● Set task:
Turn everything in the records from the line containing "Guideline: treat each distinct white pickup" down to the line containing "[171,94,249,170]", both lines included, into a numbered list with blank lines omitted. Leave the pictures out of the answer.

Dataset items
## Begin

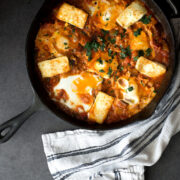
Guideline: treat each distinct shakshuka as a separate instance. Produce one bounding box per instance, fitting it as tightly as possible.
[35,0,169,124]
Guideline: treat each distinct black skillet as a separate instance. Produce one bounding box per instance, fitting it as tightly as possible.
[0,0,179,143]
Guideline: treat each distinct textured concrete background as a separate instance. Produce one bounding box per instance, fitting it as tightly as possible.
[0,0,180,180]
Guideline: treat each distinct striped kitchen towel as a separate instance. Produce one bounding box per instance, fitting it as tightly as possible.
[42,19,180,180]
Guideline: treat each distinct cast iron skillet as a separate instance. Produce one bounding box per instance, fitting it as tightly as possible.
[0,0,178,143]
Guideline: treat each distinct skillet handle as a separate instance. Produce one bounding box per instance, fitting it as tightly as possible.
[0,95,41,144]
[153,0,180,19]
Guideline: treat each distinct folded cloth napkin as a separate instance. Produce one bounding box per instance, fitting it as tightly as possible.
[42,19,180,180]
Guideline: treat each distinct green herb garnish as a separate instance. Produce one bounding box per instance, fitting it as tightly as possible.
[107,67,112,76]
[133,56,139,61]
[120,46,131,59]
[127,86,134,92]
[99,69,104,72]
[140,15,152,24]
[97,58,103,64]
[101,29,109,36]
[145,48,152,56]
[134,28,142,37]
[113,30,119,36]
[138,50,144,57]
[108,49,112,56]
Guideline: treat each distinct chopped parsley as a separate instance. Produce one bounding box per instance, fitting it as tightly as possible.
[110,38,116,44]
[127,86,134,92]
[113,30,119,36]
[120,29,126,40]
[108,49,112,56]
[120,52,127,59]
[99,69,104,72]
[134,28,142,37]
[133,56,139,61]
[100,42,106,51]
[153,90,157,93]
[145,48,152,56]
[44,34,49,36]
[91,40,99,52]
[101,29,109,36]
[140,15,152,24]
[84,40,100,61]
[120,46,131,59]
[120,66,124,71]
[138,50,144,57]
[97,58,103,64]
[107,67,112,76]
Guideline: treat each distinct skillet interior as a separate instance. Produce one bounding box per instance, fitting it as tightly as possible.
[26,0,175,130]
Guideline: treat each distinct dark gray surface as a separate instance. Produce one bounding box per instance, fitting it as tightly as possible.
[0,0,180,180]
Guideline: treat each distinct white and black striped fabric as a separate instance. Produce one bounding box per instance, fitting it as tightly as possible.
[42,19,180,180]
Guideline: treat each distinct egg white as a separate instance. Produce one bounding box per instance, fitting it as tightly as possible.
[53,74,102,113]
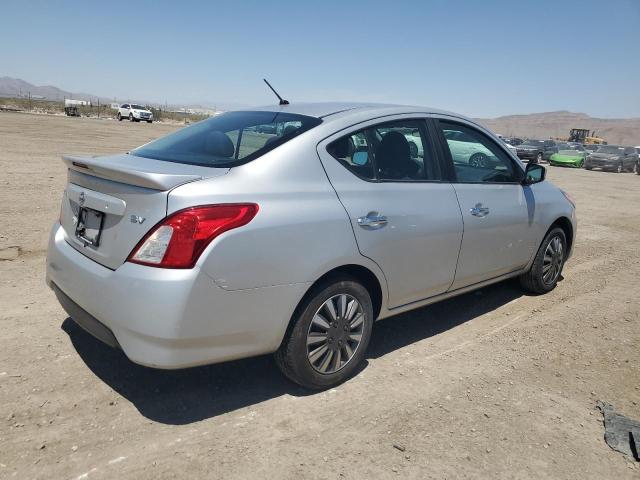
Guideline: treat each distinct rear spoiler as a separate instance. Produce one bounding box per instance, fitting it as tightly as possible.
[62,155,204,190]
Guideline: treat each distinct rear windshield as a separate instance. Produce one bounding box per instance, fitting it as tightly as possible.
[130,112,322,167]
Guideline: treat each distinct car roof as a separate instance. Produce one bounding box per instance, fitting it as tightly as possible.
[243,102,465,119]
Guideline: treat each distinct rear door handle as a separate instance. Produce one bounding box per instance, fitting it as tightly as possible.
[469,203,489,217]
[358,212,387,229]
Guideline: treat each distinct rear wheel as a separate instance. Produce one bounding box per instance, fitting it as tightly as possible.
[275,277,373,390]
[520,227,567,293]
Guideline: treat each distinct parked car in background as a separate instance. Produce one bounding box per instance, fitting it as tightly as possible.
[516,138,558,163]
[549,142,587,168]
[46,104,576,389]
[583,143,600,155]
[504,137,522,147]
[117,103,153,123]
[443,130,506,168]
[501,138,518,157]
[584,145,638,173]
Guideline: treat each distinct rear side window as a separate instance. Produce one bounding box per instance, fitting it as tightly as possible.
[327,120,441,181]
[131,112,322,167]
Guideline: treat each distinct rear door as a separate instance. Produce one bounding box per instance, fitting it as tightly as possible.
[318,116,462,308]
[437,118,535,290]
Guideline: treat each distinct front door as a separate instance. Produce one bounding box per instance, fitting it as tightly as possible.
[438,120,536,290]
[318,118,462,308]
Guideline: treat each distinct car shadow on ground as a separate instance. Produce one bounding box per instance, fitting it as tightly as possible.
[62,281,523,425]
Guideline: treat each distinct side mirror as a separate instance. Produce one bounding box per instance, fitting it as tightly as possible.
[522,163,547,185]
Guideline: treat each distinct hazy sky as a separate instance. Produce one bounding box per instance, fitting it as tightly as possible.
[0,0,640,117]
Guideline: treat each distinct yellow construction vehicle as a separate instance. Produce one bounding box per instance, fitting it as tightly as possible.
[566,128,607,145]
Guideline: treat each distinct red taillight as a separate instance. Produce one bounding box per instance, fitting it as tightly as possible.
[127,203,258,268]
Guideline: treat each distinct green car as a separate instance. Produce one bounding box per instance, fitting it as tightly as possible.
[549,143,587,168]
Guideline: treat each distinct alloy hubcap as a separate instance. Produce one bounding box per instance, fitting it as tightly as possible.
[542,237,564,285]
[307,293,365,374]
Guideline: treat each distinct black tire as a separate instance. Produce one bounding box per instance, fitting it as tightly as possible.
[275,276,374,390]
[520,227,567,294]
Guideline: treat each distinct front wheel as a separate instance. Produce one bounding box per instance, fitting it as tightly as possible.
[520,228,567,293]
[275,277,374,390]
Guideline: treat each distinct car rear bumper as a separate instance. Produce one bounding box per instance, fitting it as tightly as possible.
[47,223,310,369]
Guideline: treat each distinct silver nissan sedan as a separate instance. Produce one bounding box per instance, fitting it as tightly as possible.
[47,103,576,389]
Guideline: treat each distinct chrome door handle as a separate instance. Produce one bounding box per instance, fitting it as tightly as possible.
[469,203,489,217]
[358,212,387,229]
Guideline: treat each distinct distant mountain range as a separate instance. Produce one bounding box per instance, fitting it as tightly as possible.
[476,111,640,146]
[0,77,244,110]
[0,77,97,101]
[0,77,640,146]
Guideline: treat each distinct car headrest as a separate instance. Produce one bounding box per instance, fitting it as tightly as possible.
[282,125,298,137]
[264,135,281,147]
[376,131,419,178]
[376,131,411,168]
[204,130,235,158]
[331,137,353,158]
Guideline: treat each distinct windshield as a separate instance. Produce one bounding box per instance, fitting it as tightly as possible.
[598,145,624,153]
[131,112,322,167]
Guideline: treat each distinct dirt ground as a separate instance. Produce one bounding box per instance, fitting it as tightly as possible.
[0,113,640,480]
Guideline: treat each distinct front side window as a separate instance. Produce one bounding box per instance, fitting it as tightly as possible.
[131,112,322,167]
[327,120,441,181]
[439,121,522,183]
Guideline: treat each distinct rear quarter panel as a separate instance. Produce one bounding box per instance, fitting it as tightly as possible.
[168,134,386,296]
[524,180,577,263]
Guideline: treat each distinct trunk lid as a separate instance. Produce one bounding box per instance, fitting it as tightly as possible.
[60,154,229,270]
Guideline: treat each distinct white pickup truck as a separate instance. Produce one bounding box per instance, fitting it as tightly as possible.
[117,103,153,123]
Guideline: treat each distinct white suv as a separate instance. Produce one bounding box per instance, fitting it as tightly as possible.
[117,103,153,123]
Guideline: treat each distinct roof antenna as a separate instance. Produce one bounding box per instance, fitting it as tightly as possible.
[263,78,289,105]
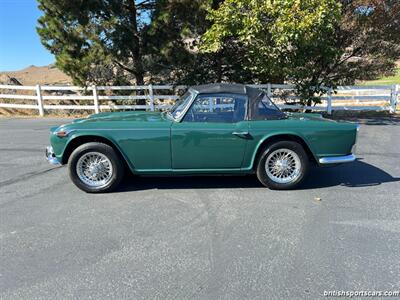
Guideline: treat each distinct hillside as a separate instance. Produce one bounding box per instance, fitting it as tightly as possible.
[0,65,72,85]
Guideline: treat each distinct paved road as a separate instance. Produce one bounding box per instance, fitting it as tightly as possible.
[0,119,400,299]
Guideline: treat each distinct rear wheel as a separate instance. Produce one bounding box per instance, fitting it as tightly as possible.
[68,143,124,193]
[257,141,309,190]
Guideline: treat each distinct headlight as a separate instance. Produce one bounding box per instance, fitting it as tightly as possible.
[54,129,75,138]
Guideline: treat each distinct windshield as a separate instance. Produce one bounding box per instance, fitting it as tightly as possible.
[168,91,193,120]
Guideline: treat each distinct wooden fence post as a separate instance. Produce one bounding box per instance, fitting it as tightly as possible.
[326,87,332,115]
[390,84,400,113]
[267,83,272,98]
[92,85,100,114]
[149,84,154,111]
[36,84,44,117]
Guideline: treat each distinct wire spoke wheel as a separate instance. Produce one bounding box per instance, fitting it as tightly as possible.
[265,149,301,184]
[76,152,113,188]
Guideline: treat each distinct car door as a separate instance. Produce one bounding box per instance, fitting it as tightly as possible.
[171,94,249,170]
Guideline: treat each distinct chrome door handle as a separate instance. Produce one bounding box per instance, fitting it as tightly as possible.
[232,131,250,138]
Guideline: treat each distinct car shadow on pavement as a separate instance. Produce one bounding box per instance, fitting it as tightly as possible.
[299,160,400,189]
[116,160,400,192]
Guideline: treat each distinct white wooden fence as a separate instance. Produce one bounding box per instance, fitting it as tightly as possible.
[0,84,400,116]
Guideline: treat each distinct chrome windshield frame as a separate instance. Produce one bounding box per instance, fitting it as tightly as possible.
[167,89,199,123]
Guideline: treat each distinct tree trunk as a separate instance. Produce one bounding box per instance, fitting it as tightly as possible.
[128,1,146,105]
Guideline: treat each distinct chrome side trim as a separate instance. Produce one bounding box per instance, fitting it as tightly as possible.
[319,154,356,165]
[46,147,61,166]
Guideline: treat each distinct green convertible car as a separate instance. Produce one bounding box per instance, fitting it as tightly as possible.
[46,84,359,193]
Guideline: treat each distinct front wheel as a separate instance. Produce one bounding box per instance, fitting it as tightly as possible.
[68,142,124,193]
[257,141,309,190]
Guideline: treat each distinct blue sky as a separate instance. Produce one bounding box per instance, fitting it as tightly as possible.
[0,0,55,71]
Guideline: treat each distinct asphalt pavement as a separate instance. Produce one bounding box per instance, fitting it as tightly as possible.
[0,118,400,299]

## End

● Final result:
1. Guideline: treat each distinct white pickup truck as a separate instance. Produce one bounding box per instance, fitting it as tightly as possible.
2. [117,103,153,123]
3. Guideline: treat each distinct white suv as a separate instance. Produce one bounding box per instance, fitting it as tightly as possible.
4. [117,103,153,123]
5. Guideline: treat each distinct roof antenna as a separate instance. Produce one bounding box per instance, fitting it as tightly as possible.
6. [263,78,289,105]
7. Guideline: treat each distinct hillside as a separate instance. Produce one bounding box per instance, fitting it as tightly as possible.
8. [0,65,72,85]
9. Guideline: treat each distinct paved road as a separate instance. Produce one bounding box per instance, fitting it as tightly as possible.
10. [0,119,400,299]
11. Guideline: treat each distinct rear wheel as a separate instance. Produce one bounding box per instance, fitting it as tightly as possible.
12. [68,143,124,193]
13. [257,141,309,190]
14. Guideline: treat each distinct headlight as a separate instance. Produce one bounding box per instance, fitting it as tightly as possible.
15. [54,129,75,138]
16. Guideline: treat each distinct windshield as a separate instance. Produce one bounding box per instance, fitting it as tightly as possible.
17. [168,91,193,120]
18. Guideline: treat each distinct wooden fence post as a separate instance. Produce one bounding box per instance, fitting it as tightly as possible.
19. [326,87,332,115]
20. [390,84,400,113]
21. [267,83,272,98]
22. [92,85,100,114]
23. [149,84,154,111]
24. [36,84,44,117]
25. Guideline: treat each distinct wire spoke wheel as a separate instance. Produce one bounding box per instance, fitting it as tightly as possible.
26. [265,149,301,184]
27. [76,152,113,188]
28. Guideline: treat each distinct car door as a separate instance. Produce one bounding box per instance, fitting it as tightly as possible.
29. [171,94,249,170]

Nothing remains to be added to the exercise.